• _TEXTO EXTRAÍDO_

A ghost story
Una de las sinergias más egoístas que promueven los festivales es la que vincula la politique des auteurs con una lucrativa demanda de turismo cinéfilo, actividad que alimenta la economía local, pero también el capital cultural de quien la organiza o practica, a menudo con la esperanza de acumular el suficiente para hacer transacciones de formación sólida por miseria líquida en la cuenta corriente. De la realidad de dicho intercambio da cuenta el descubrimiento incesante de autores —o, lo más frecuente, de segundas y terceras obras— y los éxtasis en serie al contemplar varias obras maestras diarias; justificación de un statu quo y una miríada de horizontes personales que ligan su supervivencia a la continuidad de la mascarada cíclica anual del circuito festivalero.

• _EJERCICIOS_
a) Vuelve a escribir el fragmento del texto sobre los festivales de cine desde "A ghost story" hasta "del circuito festivalero.", y cambia "turismo cinéfilo" por "turismo cultural".
b) Responde brevemente según el texto sobre los festivales de cine:
(i) ¿Con qué vincula la politique des auteurs una de las sinergias más egoístas que promueven los festivales?
(ii) ¿Qué se contempla a diario en los éxtasis en serie?
(iii) ¿A qué ligan su supervivencia la miríada de horizontes personales?

• _REGISTROS_
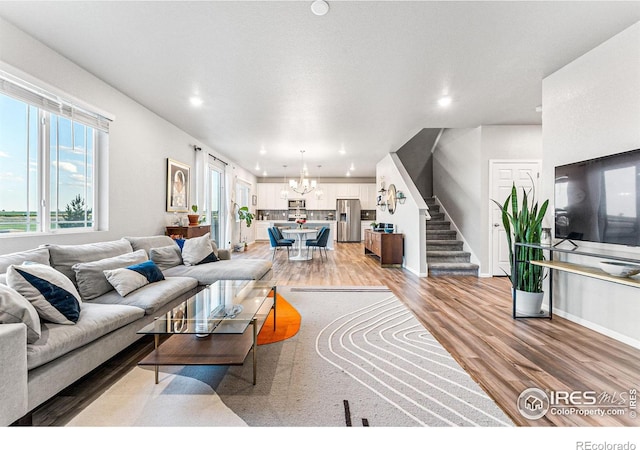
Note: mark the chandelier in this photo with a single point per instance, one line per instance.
(284, 192)
(303, 185)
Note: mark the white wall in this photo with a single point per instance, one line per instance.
(409, 217)
(140, 143)
(591, 107)
(461, 177)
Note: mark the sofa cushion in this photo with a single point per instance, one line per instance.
(40, 255)
(198, 250)
(146, 243)
(151, 297)
(128, 279)
(95, 321)
(90, 277)
(166, 257)
(233, 269)
(51, 293)
(14, 308)
(64, 257)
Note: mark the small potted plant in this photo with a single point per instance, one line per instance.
(194, 219)
(523, 224)
(247, 216)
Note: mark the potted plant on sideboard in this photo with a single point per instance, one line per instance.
(247, 216)
(523, 224)
(194, 219)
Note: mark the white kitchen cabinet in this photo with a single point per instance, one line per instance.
(347, 190)
(368, 196)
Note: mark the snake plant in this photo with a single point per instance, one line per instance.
(524, 225)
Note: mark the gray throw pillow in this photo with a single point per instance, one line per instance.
(50, 292)
(14, 308)
(198, 251)
(63, 257)
(40, 255)
(90, 278)
(166, 257)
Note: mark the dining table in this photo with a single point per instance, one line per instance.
(300, 235)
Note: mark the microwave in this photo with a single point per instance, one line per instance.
(297, 204)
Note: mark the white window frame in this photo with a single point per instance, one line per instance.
(48, 100)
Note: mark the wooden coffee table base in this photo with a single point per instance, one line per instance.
(213, 350)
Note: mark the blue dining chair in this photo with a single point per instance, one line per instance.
(319, 242)
(277, 243)
(280, 236)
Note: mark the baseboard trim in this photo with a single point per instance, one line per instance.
(600, 329)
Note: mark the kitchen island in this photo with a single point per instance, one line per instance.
(263, 225)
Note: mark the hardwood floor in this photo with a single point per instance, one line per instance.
(470, 317)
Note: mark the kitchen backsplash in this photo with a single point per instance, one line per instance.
(282, 214)
(317, 214)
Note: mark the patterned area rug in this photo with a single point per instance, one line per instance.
(360, 358)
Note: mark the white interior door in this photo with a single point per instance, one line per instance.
(502, 175)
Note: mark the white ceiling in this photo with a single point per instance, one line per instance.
(364, 78)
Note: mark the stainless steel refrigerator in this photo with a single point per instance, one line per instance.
(348, 215)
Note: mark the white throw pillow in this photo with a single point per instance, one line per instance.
(14, 308)
(128, 279)
(90, 277)
(50, 292)
(198, 251)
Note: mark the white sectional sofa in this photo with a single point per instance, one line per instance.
(34, 372)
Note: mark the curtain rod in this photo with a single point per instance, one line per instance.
(196, 148)
(218, 159)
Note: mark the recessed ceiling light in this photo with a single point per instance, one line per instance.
(444, 101)
(320, 7)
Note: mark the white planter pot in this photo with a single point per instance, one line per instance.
(529, 303)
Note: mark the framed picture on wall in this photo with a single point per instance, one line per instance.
(178, 181)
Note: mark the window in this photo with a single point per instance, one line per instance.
(48, 154)
(242, 196)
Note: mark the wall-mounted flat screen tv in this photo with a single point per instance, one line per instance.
(598, 200)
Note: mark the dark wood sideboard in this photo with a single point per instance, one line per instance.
(389, 247)
(189, 232)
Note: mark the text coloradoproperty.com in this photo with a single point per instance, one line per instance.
(588, 445)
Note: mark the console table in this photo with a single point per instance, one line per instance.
(389, 247)
(579, 269)
(189, 232)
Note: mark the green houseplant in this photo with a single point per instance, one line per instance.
(523, 224)
(194, 219)
(244, 215)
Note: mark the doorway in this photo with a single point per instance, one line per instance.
(502, 175)
(215, 200)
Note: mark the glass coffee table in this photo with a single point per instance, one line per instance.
(217, 326)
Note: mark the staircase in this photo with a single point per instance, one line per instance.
(445, 256)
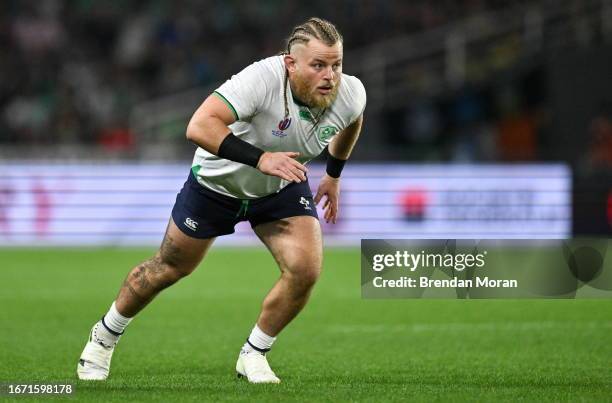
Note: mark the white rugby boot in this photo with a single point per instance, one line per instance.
(94, 364)
(254, 366)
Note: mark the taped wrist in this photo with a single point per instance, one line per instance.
(334, 166)
(234, 149)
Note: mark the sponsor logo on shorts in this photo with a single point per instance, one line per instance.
(191, 224)
(305, 202)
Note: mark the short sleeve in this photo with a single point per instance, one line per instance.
(358, 97)
(245, 92)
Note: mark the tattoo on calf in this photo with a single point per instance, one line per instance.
(170, 252)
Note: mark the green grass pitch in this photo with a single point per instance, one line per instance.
(183, 347)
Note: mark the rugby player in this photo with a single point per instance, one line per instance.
(255, 134)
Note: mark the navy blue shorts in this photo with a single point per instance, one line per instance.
(202, 213)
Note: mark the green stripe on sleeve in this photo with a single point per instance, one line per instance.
(228, 103)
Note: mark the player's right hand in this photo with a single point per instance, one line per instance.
(283, 165)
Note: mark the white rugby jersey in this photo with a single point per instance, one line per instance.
(255, 96)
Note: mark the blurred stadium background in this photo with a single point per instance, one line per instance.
(502, 108)
(485, 119)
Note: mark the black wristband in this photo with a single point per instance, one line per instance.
(334, 166)
(234, 149)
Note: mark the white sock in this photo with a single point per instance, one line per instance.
(258, 341)
(114, 321)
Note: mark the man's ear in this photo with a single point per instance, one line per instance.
(290, 63)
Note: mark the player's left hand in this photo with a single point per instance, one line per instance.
(330, 188)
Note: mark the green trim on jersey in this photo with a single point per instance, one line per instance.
(228, 103)
(195, 169)
(243, 208)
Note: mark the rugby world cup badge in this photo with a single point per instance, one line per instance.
(282, 126)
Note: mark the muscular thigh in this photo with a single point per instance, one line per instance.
(180, 251)
(295, 242)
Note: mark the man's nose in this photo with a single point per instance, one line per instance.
(329, 73)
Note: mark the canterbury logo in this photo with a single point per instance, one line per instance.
(306, 203)
(193, 225)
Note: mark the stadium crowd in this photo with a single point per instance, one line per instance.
(72, 70)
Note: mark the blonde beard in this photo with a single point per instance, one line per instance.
(302, 91)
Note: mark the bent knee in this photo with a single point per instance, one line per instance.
(304, 276)
(164, 273)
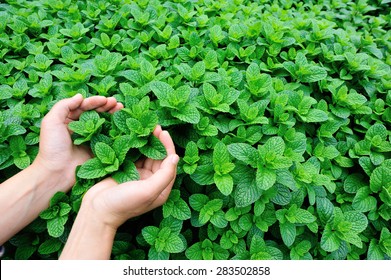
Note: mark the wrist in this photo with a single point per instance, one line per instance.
(90, 237)
(51, 177)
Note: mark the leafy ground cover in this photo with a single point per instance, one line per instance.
(280, 111)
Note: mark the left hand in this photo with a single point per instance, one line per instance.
(57, 154)
(111, 204)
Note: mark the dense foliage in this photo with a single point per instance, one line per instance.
(280, 111)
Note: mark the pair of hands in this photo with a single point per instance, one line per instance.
(112, 204)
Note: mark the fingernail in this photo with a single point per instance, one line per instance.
(174, 159)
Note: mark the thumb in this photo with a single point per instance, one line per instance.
(61, 109)
(164, 177)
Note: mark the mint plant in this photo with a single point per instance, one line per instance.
(279, 110)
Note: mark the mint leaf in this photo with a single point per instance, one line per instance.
(91, 169)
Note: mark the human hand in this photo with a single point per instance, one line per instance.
(57, 155)
(112, 204)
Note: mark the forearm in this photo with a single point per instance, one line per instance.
(23, 197)
(90, 239)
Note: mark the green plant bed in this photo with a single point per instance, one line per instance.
(279, 110)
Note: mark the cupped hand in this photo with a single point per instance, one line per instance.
(57, 153)
(113, 203)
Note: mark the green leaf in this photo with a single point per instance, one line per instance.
(380, 177)
(329, 241)
(56, 226)
(91, 169)
(358, 220)
(194, 252)
(105, 153)
(316, 115)
(363, 202)
(244, 152)
(197, 201)
(224, 183)
(161, 90)
(265, 178)
(50, 246)
(174, 244)
(288, 233)
(150, 233)
(154, 149)
(188, 114)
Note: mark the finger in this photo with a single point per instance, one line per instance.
(93, 102)
(167, 142)
(89, 103)
(61, 110)
(157, 131)
(111, 102)
(118, 107)
(163, 177)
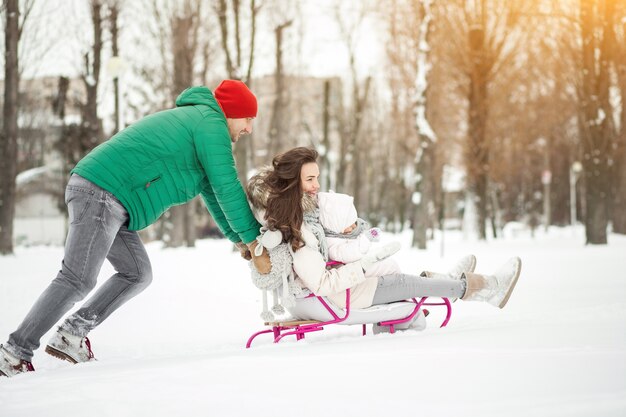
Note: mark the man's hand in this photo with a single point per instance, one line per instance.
(244, 251)
(261, 262)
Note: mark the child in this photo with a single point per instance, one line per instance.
(349, 238)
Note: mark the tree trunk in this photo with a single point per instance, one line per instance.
(594, 124)
(425, 159)
(8, 157)
(619, 201)
(325, 156)
(277, 125)
(477, 148)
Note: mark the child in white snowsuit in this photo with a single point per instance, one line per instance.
(350, 238)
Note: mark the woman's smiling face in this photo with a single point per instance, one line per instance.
(309, 178)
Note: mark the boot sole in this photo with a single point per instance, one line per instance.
(512, 286)
(59, 355)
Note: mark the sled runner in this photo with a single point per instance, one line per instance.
(315, 312)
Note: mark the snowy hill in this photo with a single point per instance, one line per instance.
(557, 349)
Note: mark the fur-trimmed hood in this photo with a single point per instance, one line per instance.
(258, 193)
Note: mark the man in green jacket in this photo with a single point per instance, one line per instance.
(125, 185)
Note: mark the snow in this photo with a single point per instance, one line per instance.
(557, 349)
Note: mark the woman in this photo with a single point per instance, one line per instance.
(285, 196)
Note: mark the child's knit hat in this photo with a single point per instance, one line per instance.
(337, 211)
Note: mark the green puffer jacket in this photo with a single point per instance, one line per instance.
(170, 157)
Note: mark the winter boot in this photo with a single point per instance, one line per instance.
(69, 347)
(494, 289)
(12, 365)
(418, 324)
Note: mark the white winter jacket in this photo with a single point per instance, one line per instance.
(310, 269)
(352, 250)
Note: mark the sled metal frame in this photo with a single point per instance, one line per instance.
(300, 328)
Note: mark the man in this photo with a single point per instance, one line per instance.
(123, 186)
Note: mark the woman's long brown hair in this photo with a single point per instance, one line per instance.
(284, 205)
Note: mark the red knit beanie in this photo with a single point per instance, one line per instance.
(235, 99)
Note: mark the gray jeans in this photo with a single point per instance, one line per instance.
(97, 231)
(398, 287)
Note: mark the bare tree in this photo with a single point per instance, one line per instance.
(424, 159)
(8, 160)
(185, 25)
(350, 158)
(488, 34)
(277, 123)
(619, 62)
(595, 121)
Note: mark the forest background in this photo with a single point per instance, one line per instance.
(433, 114)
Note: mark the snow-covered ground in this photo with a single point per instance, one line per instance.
(557, 349)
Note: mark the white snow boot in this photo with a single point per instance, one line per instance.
(11, 365)
(69, 347)
(494, 289)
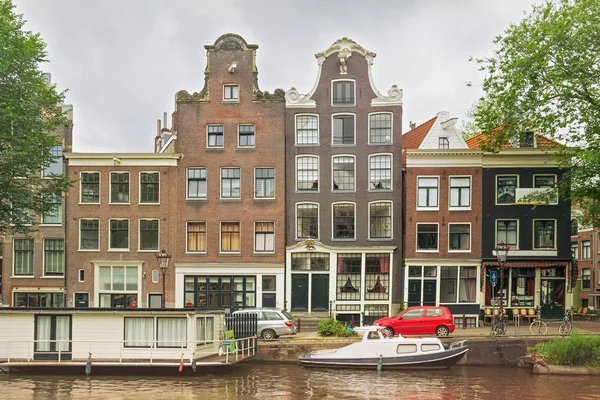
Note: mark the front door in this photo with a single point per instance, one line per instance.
(320, 293)
(299, 292)
(414, 292)
(53, 337)
(429, 293)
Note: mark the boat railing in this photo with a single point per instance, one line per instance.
(125, 351)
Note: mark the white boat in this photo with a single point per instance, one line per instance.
(375, 350)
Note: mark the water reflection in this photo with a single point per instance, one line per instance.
(277, 381)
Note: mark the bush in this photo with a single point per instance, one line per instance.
(332, 327)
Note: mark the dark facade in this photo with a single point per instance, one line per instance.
(344, 190)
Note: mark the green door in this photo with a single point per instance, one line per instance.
(320, 293)
(299, 292)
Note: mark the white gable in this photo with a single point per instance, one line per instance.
(444, 126)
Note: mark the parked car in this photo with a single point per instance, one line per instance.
(419, 320)
(272, 322)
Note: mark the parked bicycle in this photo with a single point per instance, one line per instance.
(567, 324)
(498, 325)
(538, 327)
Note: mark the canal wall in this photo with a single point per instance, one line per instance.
(482, 351)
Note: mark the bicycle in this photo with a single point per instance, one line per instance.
(538, 327)
(498, 325)
(567, 324)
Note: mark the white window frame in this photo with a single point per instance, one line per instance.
(296, 129)
(128, 235)
(344, 114)
(369, 142)
(470, 237)
(391, 220)
(140, 188)
(459, 207)
(333, 238)
(140, 235)
(429, 208)
(99, 230)
(318, 173)
(333, 189)
(296, 219)
(417, 237)
(354, 87)
(391, 155)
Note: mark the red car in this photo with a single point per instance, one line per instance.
(419, 320)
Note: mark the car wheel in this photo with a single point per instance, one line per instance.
(442, 331)
(268, 334)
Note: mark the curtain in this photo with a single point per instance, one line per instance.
(172, 332)
(138, 332)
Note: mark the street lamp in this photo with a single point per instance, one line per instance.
(163, 259)
(501, 254)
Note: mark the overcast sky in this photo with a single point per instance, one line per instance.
(123, 61)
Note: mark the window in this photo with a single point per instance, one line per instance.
(342, 129)
(196, 237)
(380, 220)
(119, 234)
(343, 221)
(89, 234)
(90, 187)
(23, 257)
(246, 135)
(231, 92)
(443, 143)
(149, 187)
(459, 237)
(54, 257)
(348, 276)
(380, 172)
(460, 191)
(506, 232)
(427, 237)
(427, 192)
(264, 237)
(54, 214)
(230, 183)
(196, 183)
(55, 167)
(574, 250)
(543, 235)
(380, 128)
(119, 187)
(307, 221)
(215, 135)
(343, 93)
(230, 237)
(149, 234)
(264, 183)
(586, 278)
(506, 189)
(307, 130)
(343, 173)
(307, 173)
(586, 254)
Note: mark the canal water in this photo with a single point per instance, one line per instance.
(289, 381)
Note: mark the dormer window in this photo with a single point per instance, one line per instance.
(231, 92)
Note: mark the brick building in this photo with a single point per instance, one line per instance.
(442, 218)
(344, 190)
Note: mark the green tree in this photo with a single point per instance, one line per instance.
(544, 75)
(29, 116)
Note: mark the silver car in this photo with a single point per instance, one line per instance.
(272, 322)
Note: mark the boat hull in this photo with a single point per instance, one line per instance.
(440, 360)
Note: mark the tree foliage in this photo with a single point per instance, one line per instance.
(30, 116)
(544, 75)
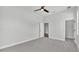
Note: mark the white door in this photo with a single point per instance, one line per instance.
(41, 30)
(70, 29)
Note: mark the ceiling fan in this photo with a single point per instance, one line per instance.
(42, 9)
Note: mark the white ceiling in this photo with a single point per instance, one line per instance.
(52, 9)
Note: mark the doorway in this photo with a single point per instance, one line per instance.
(70, 29)
(44, 30)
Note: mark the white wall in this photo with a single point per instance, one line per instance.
(57, 24)
(17, 24)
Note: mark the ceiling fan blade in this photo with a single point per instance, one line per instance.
(42, 7)
(37, 9)
(46, 10)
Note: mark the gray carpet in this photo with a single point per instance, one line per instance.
(44, 45)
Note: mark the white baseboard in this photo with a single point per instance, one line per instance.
(14, 44)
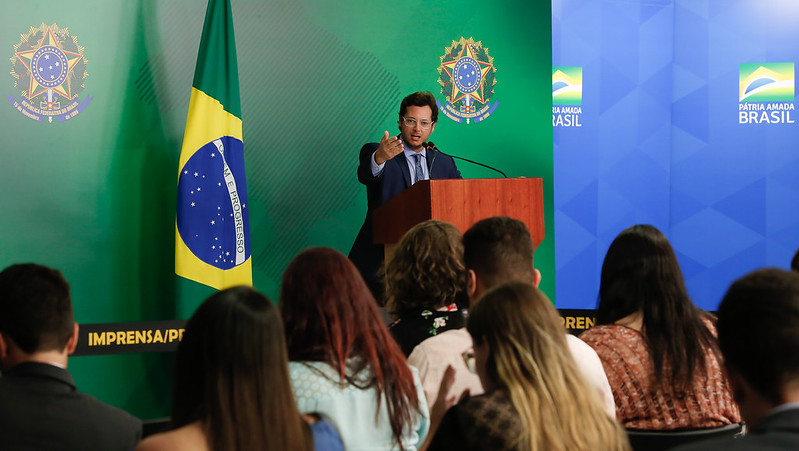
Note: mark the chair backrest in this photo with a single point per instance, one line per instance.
(664, 440)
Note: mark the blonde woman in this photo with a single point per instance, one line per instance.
(535, 397)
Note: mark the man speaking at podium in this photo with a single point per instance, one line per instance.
(389, 167)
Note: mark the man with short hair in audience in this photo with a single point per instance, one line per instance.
(40, 408)
(496, 250)
(758, 327)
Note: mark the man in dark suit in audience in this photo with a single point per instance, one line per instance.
(496, 250)
(758, 327)
(40, 408)
(391, 166)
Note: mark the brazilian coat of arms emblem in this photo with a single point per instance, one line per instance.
(49, 69)
(467, 79)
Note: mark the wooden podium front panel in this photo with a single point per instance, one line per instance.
(519, 198)
(462, 202)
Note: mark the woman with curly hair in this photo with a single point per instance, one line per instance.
(425, 281)
(343, 361)
(536, 399)
(659, 350)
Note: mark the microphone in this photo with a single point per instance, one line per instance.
(431, 146)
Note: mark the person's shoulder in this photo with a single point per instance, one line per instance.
(189, 437)
(602, 332)
(368, 148)
(445, 340)
(579, 348)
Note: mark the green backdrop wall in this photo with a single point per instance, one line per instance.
(94, 196)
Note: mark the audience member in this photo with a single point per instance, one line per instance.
(535, 398)
(425, 279)
(232, 388)
(496, 250)
(40, 407)
(659, 350)
(343, 361)
(759, 339)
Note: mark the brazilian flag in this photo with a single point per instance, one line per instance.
(212, 242)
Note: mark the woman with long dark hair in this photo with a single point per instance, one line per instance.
(659, 350)
(343, 361)
(536, 399)
(232, 389)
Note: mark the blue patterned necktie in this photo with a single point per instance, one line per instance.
(418, 167)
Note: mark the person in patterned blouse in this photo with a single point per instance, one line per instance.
(536, 398)
(659, 350)
(425, 283)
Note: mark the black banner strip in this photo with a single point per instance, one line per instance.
(122, 338)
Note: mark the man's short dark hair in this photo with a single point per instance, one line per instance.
(499, 249)
(35, 307)
(758, 329)
(420, 98)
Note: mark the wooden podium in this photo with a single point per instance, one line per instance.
(461, 202)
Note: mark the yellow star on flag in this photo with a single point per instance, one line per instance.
(467, 52)
(49, 60)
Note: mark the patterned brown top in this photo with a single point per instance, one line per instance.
(625, 356)
(484, 422)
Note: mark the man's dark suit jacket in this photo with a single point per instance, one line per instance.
(40, 409)
(394, 179)
(777, 432)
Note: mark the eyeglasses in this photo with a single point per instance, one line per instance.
(410, 122)
(468, 359)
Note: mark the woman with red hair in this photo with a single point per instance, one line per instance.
(343, 361)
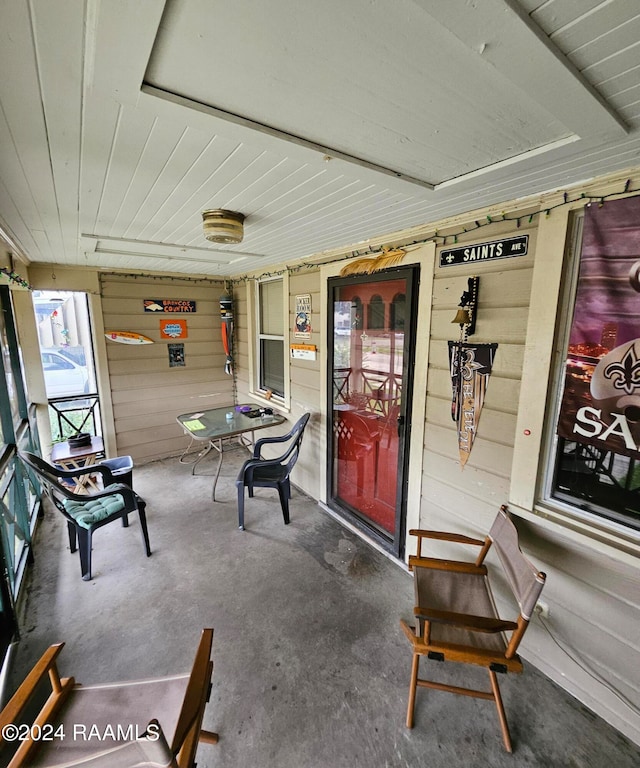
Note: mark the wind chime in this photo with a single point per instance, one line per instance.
(470, 367)
(226, 317)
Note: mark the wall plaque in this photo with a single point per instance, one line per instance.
(506, 248)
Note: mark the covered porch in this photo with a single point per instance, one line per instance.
(310, 665)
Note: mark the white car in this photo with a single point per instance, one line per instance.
(63, 376)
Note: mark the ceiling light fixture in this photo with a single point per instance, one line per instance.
(221, 226)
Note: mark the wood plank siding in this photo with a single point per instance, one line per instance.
(146, 393)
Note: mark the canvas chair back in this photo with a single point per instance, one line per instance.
(525, 580)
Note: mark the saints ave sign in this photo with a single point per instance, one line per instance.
(506, 248)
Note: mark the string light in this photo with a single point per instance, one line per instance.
(439, 239)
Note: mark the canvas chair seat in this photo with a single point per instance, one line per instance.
(145, 723)
(92, 731)
(464, 594)
(456, 619)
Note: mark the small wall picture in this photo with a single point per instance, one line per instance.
(176, 355)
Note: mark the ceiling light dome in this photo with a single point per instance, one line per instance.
(221, 226)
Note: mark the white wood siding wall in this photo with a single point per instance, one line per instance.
(591, 639)
(146, 393)
(304, 374)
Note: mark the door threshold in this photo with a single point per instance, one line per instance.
(362, 535)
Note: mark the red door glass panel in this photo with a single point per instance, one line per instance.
(368, 370)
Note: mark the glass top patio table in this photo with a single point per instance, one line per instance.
(216, 425)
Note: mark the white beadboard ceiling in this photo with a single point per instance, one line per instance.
(326, 124)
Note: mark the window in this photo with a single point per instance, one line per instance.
(271, 328)
(595, 453)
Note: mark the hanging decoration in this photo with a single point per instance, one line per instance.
(127, 337)
(373, 263)
(226, 316)
(470, 366)
(14, 277)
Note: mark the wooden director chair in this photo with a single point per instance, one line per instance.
(455, 614)
(141, 723)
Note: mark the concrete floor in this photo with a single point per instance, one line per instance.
(311, 667)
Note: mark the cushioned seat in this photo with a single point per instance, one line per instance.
(85, 513)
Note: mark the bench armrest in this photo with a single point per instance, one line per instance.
(445, 536)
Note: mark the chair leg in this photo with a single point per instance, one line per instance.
(241, 506)
(84, 545)
(142, 505)
(501, 713)
(71, 528)
(413, 686)
(284, 502)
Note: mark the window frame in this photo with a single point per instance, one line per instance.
(257, 389)
(556, 240)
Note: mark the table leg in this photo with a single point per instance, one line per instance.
(201, 454)
(218, 448)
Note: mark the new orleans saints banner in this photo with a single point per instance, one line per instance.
(470, 366)
(601, 398)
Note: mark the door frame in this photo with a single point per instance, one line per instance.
(424, 256)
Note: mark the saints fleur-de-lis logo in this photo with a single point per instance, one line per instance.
(625, 375)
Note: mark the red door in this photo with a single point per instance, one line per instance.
(372, 361)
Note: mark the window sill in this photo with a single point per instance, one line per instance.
(610, 539)
(272, 402)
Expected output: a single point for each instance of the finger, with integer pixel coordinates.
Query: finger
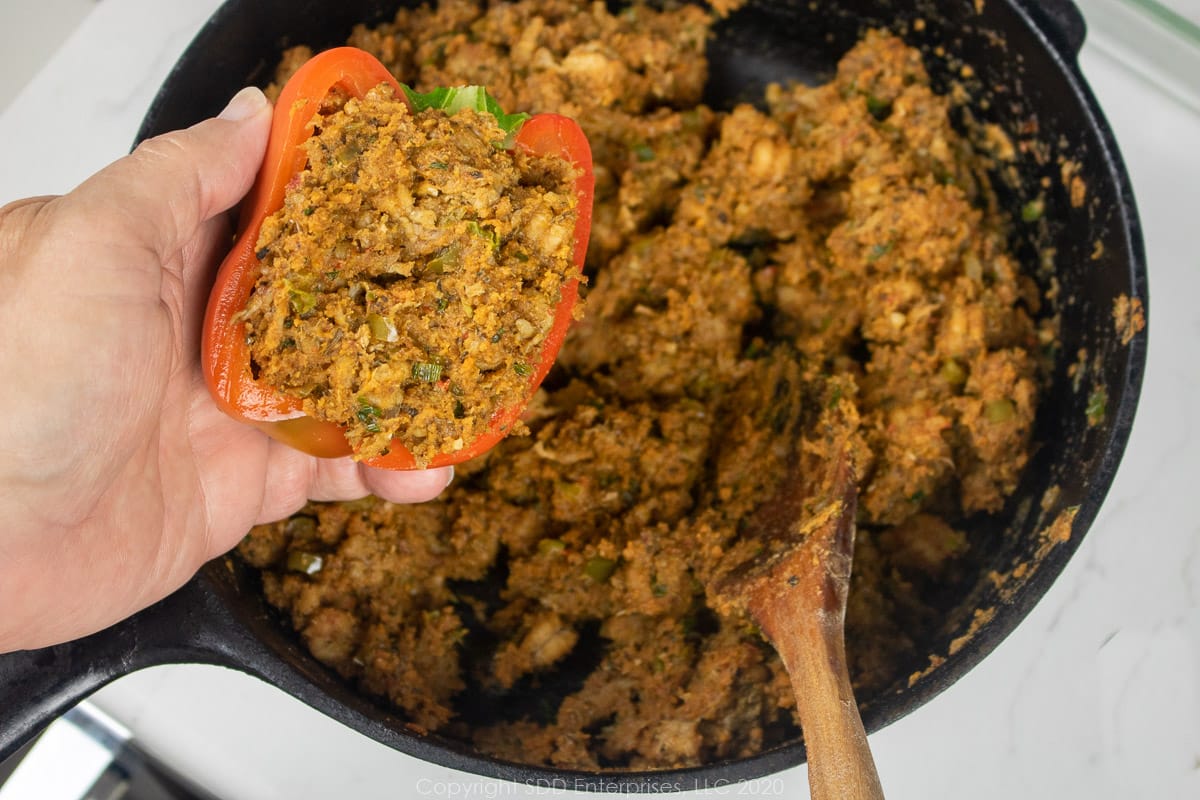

• _SOLUCIONES_
a)
A ghost story
Una de las sinergias más egoístas que promueven los festivales es la que vincula la politique des auteurs con una lucrativa demanda de turismo cultural, actividad que alimenta la economía local, pero también el capital cultural de quien la organiza o practica, a menudo con la esperanza de acumular el suficiente para hacer transacciones de formación sólida por miseria líquida en la cuenta corriente. De la realidad de dicho intercambio da cuenta el descubrimiento incesante de autores —o, lo más frecuente, de segundas y terceras obras— y los éxtasis en serie al contemplar varias obras maestras diarias; justificación de un statu quo y una miríada de horizontes personales que ligan su supervivencia a la continuidad de la mascarada cíclica anual del circuito festivalero.

b)
(i) Con una lucrativa demanda de turismo cinéfilo.
(ii) Varias obras maestras diarias.
(iii) A la continuidad de la mascarada cíclica anual del circuito festivalero.